◆ Problem description ◆
All lines below containing the string "shrub" are to be copied.
-- -- --
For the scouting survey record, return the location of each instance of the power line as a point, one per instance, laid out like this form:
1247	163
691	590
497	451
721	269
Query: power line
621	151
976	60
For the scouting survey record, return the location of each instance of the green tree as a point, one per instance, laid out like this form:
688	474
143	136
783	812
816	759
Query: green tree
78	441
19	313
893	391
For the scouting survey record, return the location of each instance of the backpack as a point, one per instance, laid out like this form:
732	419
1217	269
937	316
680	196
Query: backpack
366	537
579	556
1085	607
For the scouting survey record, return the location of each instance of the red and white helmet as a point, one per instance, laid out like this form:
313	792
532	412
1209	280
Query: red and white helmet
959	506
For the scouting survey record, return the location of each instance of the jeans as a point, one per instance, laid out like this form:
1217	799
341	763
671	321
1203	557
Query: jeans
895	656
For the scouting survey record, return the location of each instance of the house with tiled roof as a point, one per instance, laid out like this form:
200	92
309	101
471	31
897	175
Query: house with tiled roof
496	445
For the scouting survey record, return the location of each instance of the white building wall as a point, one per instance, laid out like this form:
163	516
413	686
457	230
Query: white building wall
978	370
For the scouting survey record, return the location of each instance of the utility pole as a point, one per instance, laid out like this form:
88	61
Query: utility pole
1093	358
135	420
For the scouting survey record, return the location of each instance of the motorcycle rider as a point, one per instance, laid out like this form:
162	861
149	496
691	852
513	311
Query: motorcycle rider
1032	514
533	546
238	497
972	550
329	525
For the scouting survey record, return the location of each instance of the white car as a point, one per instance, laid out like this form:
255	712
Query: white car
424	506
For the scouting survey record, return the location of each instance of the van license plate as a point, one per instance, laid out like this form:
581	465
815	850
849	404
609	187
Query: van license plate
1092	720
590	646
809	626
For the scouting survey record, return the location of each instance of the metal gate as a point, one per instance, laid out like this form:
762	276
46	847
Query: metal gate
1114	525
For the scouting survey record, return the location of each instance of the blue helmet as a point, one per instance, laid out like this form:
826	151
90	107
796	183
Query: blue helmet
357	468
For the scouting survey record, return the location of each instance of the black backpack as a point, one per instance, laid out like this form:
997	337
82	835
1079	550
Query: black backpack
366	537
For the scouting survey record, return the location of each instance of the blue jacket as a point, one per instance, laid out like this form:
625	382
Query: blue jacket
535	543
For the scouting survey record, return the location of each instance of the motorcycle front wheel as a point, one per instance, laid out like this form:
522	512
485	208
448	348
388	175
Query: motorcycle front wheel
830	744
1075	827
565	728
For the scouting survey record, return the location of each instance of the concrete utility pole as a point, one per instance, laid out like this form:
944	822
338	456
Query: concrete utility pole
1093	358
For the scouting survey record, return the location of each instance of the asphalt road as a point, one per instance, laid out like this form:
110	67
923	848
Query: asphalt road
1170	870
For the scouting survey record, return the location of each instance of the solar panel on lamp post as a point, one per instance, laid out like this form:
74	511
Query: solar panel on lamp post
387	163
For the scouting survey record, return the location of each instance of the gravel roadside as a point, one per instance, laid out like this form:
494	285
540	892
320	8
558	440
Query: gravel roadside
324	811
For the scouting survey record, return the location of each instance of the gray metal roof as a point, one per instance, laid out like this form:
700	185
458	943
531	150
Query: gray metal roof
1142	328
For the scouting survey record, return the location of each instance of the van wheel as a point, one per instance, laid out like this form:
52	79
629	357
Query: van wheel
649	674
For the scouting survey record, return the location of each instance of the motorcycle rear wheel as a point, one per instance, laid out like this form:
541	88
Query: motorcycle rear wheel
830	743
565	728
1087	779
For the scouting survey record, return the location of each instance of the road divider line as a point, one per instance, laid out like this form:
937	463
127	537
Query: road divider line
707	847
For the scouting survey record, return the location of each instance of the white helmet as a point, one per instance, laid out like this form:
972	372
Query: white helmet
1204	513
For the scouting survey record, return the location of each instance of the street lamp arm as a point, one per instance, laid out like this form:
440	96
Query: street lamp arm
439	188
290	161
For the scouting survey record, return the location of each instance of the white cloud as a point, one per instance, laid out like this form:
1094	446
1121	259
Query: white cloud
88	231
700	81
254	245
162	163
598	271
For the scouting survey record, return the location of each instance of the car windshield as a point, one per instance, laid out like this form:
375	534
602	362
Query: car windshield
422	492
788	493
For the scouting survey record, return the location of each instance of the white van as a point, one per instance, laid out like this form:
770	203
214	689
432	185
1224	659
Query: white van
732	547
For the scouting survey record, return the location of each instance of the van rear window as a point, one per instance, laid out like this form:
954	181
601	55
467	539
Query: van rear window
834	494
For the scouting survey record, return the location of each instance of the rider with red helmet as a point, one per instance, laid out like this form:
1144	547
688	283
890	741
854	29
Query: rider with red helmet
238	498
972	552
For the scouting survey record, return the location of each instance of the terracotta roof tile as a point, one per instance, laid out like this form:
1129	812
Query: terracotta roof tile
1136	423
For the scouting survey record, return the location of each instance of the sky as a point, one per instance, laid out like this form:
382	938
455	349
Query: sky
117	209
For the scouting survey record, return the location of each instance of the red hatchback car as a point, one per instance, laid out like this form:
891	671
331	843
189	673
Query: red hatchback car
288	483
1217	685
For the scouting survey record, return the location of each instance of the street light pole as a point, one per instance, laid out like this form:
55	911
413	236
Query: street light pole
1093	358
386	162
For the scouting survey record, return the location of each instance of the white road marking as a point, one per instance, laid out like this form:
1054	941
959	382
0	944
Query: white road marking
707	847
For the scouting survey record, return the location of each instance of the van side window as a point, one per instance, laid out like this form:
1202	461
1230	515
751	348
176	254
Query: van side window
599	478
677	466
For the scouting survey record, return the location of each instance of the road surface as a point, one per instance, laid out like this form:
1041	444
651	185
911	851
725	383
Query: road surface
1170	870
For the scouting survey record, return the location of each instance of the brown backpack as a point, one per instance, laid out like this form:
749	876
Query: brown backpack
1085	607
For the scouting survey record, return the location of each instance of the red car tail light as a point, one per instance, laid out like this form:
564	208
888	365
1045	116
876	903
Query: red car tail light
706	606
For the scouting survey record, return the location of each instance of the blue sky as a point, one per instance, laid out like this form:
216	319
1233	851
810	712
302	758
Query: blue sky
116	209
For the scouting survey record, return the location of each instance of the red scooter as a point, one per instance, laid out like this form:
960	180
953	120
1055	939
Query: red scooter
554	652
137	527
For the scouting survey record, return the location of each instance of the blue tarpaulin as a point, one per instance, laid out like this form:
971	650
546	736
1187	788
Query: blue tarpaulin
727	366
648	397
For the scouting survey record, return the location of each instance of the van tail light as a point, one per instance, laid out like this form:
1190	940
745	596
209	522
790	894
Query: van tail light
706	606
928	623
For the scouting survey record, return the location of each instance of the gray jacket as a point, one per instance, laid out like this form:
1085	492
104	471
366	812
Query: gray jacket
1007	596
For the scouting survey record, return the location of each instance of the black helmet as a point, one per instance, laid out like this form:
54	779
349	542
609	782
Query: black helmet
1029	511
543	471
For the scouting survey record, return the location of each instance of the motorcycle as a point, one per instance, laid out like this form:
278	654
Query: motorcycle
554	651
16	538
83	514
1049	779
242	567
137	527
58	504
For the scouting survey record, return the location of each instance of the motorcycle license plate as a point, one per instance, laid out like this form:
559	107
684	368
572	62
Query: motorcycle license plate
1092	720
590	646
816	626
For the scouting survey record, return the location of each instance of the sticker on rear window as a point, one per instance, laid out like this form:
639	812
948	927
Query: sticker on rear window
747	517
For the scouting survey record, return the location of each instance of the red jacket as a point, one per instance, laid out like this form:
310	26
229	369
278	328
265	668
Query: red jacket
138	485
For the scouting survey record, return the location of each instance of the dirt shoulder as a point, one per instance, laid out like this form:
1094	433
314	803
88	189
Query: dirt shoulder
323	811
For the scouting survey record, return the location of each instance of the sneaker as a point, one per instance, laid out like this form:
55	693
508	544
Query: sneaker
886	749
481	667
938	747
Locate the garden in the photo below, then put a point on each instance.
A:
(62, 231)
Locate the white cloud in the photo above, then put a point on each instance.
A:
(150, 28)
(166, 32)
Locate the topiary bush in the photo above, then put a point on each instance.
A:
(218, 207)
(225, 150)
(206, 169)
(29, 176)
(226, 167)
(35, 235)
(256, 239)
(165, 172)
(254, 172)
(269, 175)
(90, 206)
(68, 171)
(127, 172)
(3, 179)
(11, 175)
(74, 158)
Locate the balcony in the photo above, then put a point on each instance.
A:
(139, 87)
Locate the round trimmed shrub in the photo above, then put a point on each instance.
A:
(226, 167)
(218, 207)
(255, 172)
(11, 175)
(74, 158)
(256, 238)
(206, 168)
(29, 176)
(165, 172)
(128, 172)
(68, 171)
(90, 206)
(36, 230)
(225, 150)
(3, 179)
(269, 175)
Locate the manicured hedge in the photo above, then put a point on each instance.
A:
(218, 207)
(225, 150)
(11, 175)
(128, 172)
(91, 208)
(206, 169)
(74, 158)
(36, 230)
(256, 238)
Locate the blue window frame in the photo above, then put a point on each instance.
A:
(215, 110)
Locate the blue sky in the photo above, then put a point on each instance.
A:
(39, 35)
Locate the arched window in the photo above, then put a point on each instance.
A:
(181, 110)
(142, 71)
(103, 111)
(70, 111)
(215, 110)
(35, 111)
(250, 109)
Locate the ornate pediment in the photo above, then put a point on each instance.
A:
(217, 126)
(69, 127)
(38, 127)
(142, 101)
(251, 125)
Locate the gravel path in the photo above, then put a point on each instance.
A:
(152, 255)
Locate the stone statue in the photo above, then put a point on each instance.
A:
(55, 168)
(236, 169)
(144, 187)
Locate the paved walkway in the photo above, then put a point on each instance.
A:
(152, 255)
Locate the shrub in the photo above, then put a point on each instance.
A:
-- -- --
◆ Exercise answer ◆
Locate the round trimmed shrub in the photo above, then put a point on each instance.
Locate the shrub in the photo above, then put a point on each instance.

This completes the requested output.